> Kaynak metin

════

Canımızdan kıymetli çok değerli Prof. Dr. Haydar Baş Hocamızın bedenen aramızdan ayrılışının üzerinden tam bir yıl geçti.
Elbette ki, bu, O'nun için Sevgilisine, Cananına vuslat anlamı taşıyordu.
Bizler için ise tahammülü zor bir hasret dönemi.
Tahammülü zor, çünkü rüyalarımız da dahil hayatımızın tamamını kuşatan Babamızı kaybetmiştik.
O bizim maneviyatmızdı, O bizim fikrimizdi, gönlümüzdü, O bizim canımız, cananımız, ruhumuz, damarlarımızdaki kanımız, alıp verdiğimiz nefesimiz, ailemiz, işimiz, ticaretimizdi, kısaca O bizim insan olarak neye ihtiyacımız varsa her şeyimizdi.
Elbette ki, O bizden asla ayrılmadı, hayattayken nasıl tasarruf ediyorsa, bizi yalnız bırakmadıysa, bedenen ayrıldıktan sonra da her daim bizim yanımızda oldu, bizi korudu, kolladı, fikrimizde, gönlümüzde her an yanımızda olmaya devam etti.
O'nun için ölüm, Sevgiliye vuslattı, beden kalıbından kurtulup, sonsuzluğun, ölümsüzlüğün sırrına vakıf olmaktı, insanın gerçek hürriyetine kavuşmasıydı.
Ölümü o kadar güzel anlatıyordu ki, insanın ölesi geliyordu.
Matemdeyiz, hüzünlüyüz, içimiz buruk, O'nsuzluğa alışmak ne mümkün.
Eninde sonunda O'na kavuşacağımızı biliyorum ve buna gönülden inanıyorum.
Diyeceksiniz ki, o zaman bu matem niye?
Alemlere rahmet, kainatın yüzü suyu hürmetine yaratıldığı, Allah'ın Habibim dediği Allah Resulü evladını kaybettiği zaman gözünden yaşlar dökülüyor.
Sahabe hikmetini sorduğunda, bizim hüznümüz kısa da olsa bir dönemlik ayrılığa diyor.
Allah Resulü'nin sevdiğinden bir nebze ayrılmasına göz yaşı döktüğü bir dünyada, bizim de insan olarak matem tutmamız, hüzünlenmemiz, hasret çekmemiz elbette ki hakkımızdır.
O, o kadar güzel eserler ortaya koydu ki, daha önce bir başkası böyle eserler ortaya koyamadı.
Hz. Peygamber'den (s.a.v) sonra İslam tarihi boyunca yazılamamış olan Ehl-i Beyt Külliyatı'nı kaleme almak O'na nasip oldu. Bu, Şii-Sünni-Alevi tüm İslam dünyasının birlik hamuruydu.
Tevhidin Merkezi Ehl-i Beyt teziyle, Ehl-i Beyt gerçeğini öylesine müdellel bir şekilde anlattı ki, tüm şüpheleri, fitneleri tamamen bertaraf etti.

════

> Yapılacaklar
**A)** Anma yazısına göre, kavuşmaya inanıldığı hâlde matem tutmanın neden hak sayıldığını bir ila üç cümleyle açıklayın.
**B)** Anma yazısını son cümlesinden itibaren aynı üslupla sürdürün.
Sonra gelen malzeme, anma yazısından bağımsız ayrı bir malzemedir.

> Toplanan veriler
════

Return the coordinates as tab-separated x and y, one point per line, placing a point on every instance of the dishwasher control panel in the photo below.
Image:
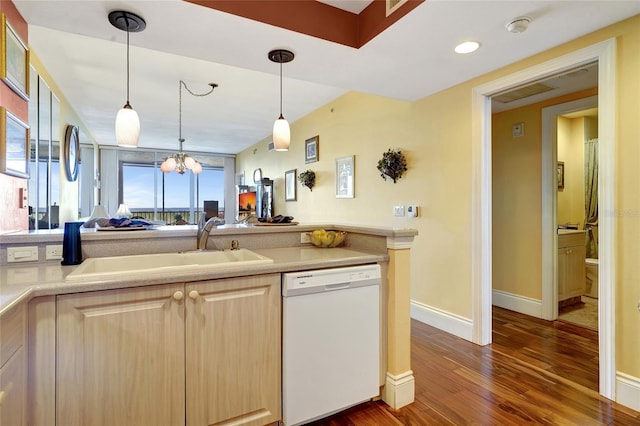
297	283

════

> Çözülmüş görevler
**A)** Allah Resulü evladını kaybettiğinde gözyaşı dökmüş. Sahabe bunun hikmetini sorunca da hüznün, kısa da olsa bir dönemlik ayrılığa olduğunu söylemiştir. Allah Resulü sevdiğinden bir nebze ayrılmaya gözyaşı döktüğüne göre, insan olarak matem tutmak, hüzünlenmek ve hasret çekmek de haktır.

**B)**
O, dünya tarihinde, hiçbir bilim insanının, ekonomistin ya da filozofun yazamadığı bir ekonomi modelini, Milli Ekonomi Modeli'ni ortaya koydu.
Ekonomideki bütün sömürü sistemlerini yıktı ve insanların aradığı gelir adaletini, tam istihdamı ve sürekli büyümeyi insanlığa kazandırdı.
Dünyada fakirliği bitirecek, kaynak savaşlarına son verecek bir sistemi oluşturdu.
Bu çözümünü de başta Rusya parlamentosu Duma olmak üzere birçok yerde, onlarca Uluslararası kongrede dünya insanlığına deklare etti.
O, Milli Ekonomi Modeli'ni baz alan Sosyal Devlet Milli Devlet tezini de yazdı.
Böylece tarihte ilk kez, milletine hizmet eden bir Baba devlet anlayışının sistemini ortaya koymuş oldu.
O, daha önce hiç kimsenin yazamadığı Hoş Geldin Atatürk eseriyle de ülkemizde devlet-milet, asker-sivil çatışması çıkarmak isteyen fitnecilerin fitnelerini bertaraf etti.
Hoş Geldin Atatürk, Türkiye Cumhuriyeti Devleti'nin ve Türk milletinin bekası demekti.
Hoş Geldin Atatürk, asırlık yıkım planlarının son bulmasıydı. Türk milletinin kurucu Lideriyle yeniden buluşması, Cumhuriyet ruhuna dönüştü.
Prof. Dr. Haydar Baş, hayatı boyunca ortaya kodyuğu projelerle, çözümlerle bizlerin, milletimizin ve tüm insanlığın ihtiyaç duyduğu her konuda çözümün adresi oldu. Hiçbir şeyi eksik bırakmadı.
Bu çözümleri hayata geçirecek olan eşsiz bir kadroyu da, mükemmel eğitimciliğiyle yetiştirdi. Hem de tek tek, her yönüyle ilmek ilmek dokuyarak.
O kadrosunu yaza da hazırladı, kışa da.
Şimdi kurduğu kurumlar insanlığa hizmet etmeye devam ediyor.
Kurduğu Bağımsız Türkiye Partisi, genç Genel Başkanı Hüseyin Baş ile birlikte, emin adımlarla yürümeye, Türkiye'de ve dünyada çözümün tek adresi olmaya devam ediyor.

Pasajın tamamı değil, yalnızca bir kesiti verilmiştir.